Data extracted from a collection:
..............................
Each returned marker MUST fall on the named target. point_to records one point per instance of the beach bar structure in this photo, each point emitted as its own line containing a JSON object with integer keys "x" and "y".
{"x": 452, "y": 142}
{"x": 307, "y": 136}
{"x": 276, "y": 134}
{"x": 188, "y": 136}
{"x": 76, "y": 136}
..............................
▸ YOUR INSTRUCTIONS: Would you repeat each line above exactly as it stands?

▸ YOUR SOLUTION:
Each returned marker MUST fall on the named target. point_to records one point per instance of the beach bar structure in this photo, each point emitted as its own line containing a JSON object with integer keys "x" and "y".
{"x": 452, "y": 142}
{"x": 307, "y": 136}
{"x": 276, "y": 134}
{"x": 188, "y": 136}
{"x": 76, "y": 136}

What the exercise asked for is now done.